Exercise goal = Show, in full, each line of the data that contains "below".
*** Opening Extracted entries ***
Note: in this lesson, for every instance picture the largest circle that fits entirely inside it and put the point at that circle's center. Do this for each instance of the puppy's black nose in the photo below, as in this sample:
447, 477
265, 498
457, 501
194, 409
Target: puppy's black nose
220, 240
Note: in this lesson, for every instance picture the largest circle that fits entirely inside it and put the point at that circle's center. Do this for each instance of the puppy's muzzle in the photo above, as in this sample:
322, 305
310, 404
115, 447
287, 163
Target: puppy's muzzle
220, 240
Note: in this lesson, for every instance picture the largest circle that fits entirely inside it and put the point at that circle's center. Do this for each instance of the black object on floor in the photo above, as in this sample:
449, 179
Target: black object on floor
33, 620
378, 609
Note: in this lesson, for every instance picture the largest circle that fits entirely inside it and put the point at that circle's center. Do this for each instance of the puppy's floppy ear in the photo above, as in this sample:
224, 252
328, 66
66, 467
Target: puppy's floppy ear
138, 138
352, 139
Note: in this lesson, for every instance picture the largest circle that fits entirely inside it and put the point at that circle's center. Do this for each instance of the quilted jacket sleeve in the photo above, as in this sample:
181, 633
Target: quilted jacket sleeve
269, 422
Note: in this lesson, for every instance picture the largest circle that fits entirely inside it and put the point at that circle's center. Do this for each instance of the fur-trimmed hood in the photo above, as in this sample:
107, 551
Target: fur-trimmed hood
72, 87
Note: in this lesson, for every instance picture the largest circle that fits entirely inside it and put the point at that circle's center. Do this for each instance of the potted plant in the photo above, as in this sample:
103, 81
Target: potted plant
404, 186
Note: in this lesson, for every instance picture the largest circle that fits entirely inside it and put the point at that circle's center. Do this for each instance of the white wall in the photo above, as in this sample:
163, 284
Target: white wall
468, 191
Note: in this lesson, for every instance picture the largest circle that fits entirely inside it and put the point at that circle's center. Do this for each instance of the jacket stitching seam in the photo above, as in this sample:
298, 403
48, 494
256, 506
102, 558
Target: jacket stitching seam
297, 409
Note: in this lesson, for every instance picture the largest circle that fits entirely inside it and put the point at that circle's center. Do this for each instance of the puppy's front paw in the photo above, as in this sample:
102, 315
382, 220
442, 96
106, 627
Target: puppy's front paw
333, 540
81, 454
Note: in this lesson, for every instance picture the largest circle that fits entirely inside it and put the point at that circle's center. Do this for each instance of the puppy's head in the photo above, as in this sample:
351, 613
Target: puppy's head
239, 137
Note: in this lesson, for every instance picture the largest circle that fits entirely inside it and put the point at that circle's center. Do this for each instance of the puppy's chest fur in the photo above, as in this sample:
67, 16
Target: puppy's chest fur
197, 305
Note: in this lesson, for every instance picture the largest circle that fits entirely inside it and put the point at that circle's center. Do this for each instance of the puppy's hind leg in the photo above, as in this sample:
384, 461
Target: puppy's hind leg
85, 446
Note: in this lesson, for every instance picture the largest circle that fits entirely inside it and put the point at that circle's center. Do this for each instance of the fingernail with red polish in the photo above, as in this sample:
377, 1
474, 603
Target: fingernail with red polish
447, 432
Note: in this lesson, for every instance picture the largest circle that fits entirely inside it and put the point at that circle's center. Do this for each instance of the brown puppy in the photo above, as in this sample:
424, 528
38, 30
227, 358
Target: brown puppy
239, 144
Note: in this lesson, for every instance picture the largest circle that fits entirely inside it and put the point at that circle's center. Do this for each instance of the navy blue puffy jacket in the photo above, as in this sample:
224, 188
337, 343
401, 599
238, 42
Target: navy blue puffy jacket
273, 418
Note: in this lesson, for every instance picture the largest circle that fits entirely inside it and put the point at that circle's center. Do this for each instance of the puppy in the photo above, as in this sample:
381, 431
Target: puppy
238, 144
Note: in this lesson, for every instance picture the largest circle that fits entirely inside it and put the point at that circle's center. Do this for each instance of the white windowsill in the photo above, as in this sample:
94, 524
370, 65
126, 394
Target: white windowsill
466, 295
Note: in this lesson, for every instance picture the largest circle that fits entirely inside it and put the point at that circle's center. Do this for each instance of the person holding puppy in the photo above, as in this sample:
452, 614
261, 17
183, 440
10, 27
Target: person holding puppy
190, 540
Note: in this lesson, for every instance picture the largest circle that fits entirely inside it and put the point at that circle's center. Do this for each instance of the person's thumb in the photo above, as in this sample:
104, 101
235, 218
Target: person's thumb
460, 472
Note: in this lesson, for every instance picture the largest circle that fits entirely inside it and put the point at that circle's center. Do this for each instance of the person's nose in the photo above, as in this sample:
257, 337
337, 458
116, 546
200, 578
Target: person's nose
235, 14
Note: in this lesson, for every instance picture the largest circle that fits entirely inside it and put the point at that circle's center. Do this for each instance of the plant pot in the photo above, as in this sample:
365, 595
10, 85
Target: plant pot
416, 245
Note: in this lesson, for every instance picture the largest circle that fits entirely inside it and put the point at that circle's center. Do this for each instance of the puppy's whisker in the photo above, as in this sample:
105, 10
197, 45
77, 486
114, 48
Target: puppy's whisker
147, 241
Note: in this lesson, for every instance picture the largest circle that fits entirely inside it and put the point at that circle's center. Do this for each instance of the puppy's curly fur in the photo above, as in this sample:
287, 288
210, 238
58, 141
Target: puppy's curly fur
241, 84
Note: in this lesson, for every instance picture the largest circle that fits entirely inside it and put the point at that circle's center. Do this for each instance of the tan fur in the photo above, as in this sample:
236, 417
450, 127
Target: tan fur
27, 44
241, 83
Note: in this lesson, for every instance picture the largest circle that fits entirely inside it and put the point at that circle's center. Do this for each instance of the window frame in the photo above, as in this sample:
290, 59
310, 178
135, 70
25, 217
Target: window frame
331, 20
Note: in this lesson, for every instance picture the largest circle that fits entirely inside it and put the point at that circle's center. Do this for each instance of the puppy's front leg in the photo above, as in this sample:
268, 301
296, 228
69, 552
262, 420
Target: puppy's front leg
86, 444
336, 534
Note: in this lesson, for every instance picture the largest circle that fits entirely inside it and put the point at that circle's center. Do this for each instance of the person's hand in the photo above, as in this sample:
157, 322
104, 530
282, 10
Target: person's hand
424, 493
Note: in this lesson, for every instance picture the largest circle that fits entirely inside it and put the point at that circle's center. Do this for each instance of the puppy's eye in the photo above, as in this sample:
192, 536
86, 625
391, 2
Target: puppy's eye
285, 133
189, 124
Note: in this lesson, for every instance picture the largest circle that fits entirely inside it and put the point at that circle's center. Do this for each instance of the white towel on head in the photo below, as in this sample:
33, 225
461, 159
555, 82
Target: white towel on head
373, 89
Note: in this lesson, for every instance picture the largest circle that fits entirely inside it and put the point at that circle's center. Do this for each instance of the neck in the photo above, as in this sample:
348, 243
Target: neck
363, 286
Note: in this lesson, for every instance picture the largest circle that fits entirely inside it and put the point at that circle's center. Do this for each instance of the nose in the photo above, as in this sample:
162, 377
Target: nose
*** Closing Extracted entries ***
Your solution =
Note: in this lesson, for every instance picture the largest circle that fits entirely inside it and put the point at that circle's center. Do this for each instance of the puppy's black nose in the photo below, as in this sample:
Note: in this lesson, for every instance picture the largest circle that fits entirely inside it and put the point at that circle's center. Do this for each instance of the white towel on head in the photo below, as in this sample:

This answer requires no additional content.